▶ _PROBLEM_: Please retype the records below exactly, from the first line down to and including the line with "Target: grass lawn".

____

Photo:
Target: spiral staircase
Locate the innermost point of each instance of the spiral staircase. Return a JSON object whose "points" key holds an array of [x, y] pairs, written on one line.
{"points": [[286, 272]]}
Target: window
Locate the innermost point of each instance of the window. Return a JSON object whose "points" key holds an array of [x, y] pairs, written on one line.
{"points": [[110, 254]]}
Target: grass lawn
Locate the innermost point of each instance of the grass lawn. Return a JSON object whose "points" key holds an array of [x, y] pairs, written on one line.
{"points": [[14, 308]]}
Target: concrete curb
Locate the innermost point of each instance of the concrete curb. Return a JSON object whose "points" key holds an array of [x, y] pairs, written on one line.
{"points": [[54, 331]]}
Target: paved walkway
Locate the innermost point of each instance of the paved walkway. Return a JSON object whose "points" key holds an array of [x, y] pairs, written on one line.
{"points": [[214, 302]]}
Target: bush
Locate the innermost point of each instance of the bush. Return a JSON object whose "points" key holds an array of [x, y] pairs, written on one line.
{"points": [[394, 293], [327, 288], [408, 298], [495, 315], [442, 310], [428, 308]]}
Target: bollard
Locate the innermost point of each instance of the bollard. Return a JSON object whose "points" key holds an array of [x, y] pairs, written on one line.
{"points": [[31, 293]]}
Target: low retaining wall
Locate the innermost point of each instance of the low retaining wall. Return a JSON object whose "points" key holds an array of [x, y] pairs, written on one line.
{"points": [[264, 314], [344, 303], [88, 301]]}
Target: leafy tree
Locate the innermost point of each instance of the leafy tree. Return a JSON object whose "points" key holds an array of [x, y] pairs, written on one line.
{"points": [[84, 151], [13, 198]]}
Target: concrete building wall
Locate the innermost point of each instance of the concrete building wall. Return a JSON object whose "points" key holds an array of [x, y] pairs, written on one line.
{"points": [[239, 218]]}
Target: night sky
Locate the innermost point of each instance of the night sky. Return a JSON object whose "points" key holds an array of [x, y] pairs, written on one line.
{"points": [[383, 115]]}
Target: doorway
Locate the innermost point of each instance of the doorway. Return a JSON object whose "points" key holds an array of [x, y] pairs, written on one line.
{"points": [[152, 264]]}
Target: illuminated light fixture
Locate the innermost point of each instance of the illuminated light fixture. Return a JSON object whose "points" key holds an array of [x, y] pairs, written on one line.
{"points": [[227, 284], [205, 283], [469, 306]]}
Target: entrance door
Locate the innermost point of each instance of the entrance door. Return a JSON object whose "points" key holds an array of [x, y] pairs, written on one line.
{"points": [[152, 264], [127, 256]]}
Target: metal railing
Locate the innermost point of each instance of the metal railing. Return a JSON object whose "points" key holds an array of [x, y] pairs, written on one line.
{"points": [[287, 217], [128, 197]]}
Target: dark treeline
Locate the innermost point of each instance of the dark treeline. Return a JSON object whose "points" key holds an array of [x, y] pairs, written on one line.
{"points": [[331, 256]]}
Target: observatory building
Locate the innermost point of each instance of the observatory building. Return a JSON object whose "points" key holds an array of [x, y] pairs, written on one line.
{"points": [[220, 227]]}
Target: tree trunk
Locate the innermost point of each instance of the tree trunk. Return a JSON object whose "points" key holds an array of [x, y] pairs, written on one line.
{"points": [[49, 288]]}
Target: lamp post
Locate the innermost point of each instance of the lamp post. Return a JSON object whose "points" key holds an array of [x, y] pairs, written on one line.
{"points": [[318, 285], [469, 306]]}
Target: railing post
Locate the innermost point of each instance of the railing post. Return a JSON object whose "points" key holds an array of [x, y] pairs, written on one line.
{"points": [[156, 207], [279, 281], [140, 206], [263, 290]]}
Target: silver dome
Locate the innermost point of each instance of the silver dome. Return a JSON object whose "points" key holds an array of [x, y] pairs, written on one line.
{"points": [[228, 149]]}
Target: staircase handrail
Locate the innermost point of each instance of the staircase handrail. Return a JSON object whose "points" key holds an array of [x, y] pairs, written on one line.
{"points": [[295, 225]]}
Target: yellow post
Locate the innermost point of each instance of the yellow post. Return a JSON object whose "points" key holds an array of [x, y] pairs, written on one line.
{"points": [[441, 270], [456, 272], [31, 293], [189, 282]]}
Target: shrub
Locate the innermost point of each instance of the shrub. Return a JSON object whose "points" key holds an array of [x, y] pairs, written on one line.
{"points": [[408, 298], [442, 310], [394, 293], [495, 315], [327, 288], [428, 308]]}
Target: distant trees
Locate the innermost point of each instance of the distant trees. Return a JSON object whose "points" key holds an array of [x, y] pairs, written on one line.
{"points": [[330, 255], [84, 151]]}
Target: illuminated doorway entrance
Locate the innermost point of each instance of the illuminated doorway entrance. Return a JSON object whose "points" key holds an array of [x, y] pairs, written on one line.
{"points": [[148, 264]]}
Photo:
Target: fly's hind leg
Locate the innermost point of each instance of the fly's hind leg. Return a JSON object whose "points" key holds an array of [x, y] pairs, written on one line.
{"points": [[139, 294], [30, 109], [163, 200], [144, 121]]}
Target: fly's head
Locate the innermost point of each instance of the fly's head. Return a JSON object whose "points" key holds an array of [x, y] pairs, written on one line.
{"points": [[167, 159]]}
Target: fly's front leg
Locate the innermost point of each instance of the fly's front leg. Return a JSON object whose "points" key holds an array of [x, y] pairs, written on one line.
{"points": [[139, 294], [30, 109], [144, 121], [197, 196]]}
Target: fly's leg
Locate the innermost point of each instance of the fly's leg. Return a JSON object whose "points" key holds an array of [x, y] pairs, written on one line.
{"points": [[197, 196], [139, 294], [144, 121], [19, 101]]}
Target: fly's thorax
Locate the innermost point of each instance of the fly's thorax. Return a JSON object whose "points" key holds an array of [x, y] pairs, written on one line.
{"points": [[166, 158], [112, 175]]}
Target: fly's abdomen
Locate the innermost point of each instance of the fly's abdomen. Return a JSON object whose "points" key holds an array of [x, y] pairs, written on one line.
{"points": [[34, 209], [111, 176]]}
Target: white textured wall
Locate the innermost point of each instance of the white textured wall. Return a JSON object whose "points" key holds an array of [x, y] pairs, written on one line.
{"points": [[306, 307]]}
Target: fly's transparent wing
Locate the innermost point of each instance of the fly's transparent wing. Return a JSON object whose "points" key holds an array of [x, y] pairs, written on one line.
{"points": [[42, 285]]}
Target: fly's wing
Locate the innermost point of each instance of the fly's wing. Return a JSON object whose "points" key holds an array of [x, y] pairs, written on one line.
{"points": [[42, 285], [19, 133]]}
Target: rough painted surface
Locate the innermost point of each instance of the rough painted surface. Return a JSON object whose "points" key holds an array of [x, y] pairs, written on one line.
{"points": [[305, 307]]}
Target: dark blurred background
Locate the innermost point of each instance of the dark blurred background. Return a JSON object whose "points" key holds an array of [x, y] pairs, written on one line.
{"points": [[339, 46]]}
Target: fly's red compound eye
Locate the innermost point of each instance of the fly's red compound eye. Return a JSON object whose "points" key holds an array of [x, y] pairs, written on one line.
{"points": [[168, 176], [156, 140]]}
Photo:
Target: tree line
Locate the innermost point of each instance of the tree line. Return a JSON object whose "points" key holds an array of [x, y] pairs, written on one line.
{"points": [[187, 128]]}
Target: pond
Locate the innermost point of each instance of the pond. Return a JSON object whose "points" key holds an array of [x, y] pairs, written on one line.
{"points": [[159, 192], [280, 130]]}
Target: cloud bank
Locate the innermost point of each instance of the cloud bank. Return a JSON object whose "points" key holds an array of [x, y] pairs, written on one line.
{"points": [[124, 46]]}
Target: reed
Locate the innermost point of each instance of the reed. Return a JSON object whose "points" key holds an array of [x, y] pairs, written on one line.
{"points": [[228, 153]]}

____

▶ _RESPONSE AREA_:
Photo:
Target: spiral staircase
Locate the innermost point of each instance of the spiral staircase. Return a JSON object whose "points" key holds an array of [x, y] pairs, written on one line.
{"points": [[286, 272]]}
Target: window
Locate the innermost point of each instance of the window. Return a JSON object whose "points" key holds an array of [x, y] pairs, written on one line.
{"points": [[110, 254]]}
Target: grass lawn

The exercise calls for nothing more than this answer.